PNAS Publication: The Price of Complexity in Financial Networks

23 August 2016


The article “The Price of Complexity in Financial Networks”, written by Stefano Battiston, Guido Caldarelli, Robert M. May, Tarik Roukny, and Joseph E. Stiglitz, published on PNAS on Tuesday, August 23, 2016 (available here) develops a mathematical model to compute the default probability of banks in a network of credit contracts. One of the main contributions of the work is to provide an explanation why the complexity of the network of financial contracts decreases the ability of regulators and financial institutions to assess and mitigate systemic risk. While there certainly is some intuition among practitioners for this undesirable aspect of financial complexity this is the first work that explains mathematically how this effect emerges from the interdependence of the balance sheets.

The mechanism responsible for this effect is the following. For example, a small uncertainty over the recovery rate (i.e. the percentage of money recovered from a contract’s value when a counterparty defaults) on individual contracts gets compounded multiplicatively along chains of connected banks. The same applies for the uncertainty over other contract characteristics such as leverage, or expected return. As a result, the more complex the network of contracts is (i.e. the more numerous and longer the chains of contracts are), the larger is the uncertainty on the estimation of the probability of a systemic default that both regulators and market participants can make.

========================================================================

Tasks to complete:
1. In the passage on financial network complexity, what is the recovery rate defined as?
2. Retype the passage on financial network complexity from "PNAS Publication: The" up to and including "the balance sheets.".

Stored data:
========================================================================

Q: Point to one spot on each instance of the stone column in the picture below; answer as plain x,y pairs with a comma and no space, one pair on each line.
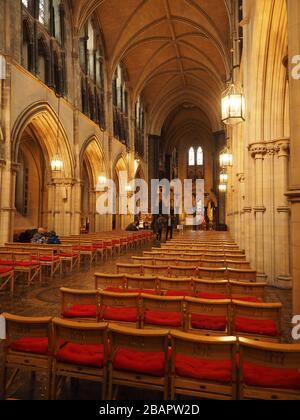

========================================================================

Outputs:
1. The percentage of money recovered from a contract's value when a counterparty defaults.

2.
PNAS Publication: The Price of Complexity in Financial Networks

23 August 2016


The article “The Price of Complexity in Financial Networks”, written by Stefano Battiston, Guido Caldarelli, Robert M. May, Tarik Roukny, and Joseph E. Stiglitz, published on PNAS on Tuesday, August 23, 2016 (available here) develops a mathematical model to compute the default probability of banks in a network of credit contracts. One of the main contributions of the work is to provide an explanation why the complexity of the network of financial contracts decreases the ability of regulators and financial institutions to assess and mitigate systemic risk. While there certainly is some intuition among practitioners for this undesirable aspect of financial complexity this is the first work that explains mathematically how this effect emerges from the interdependence of the balance sheets.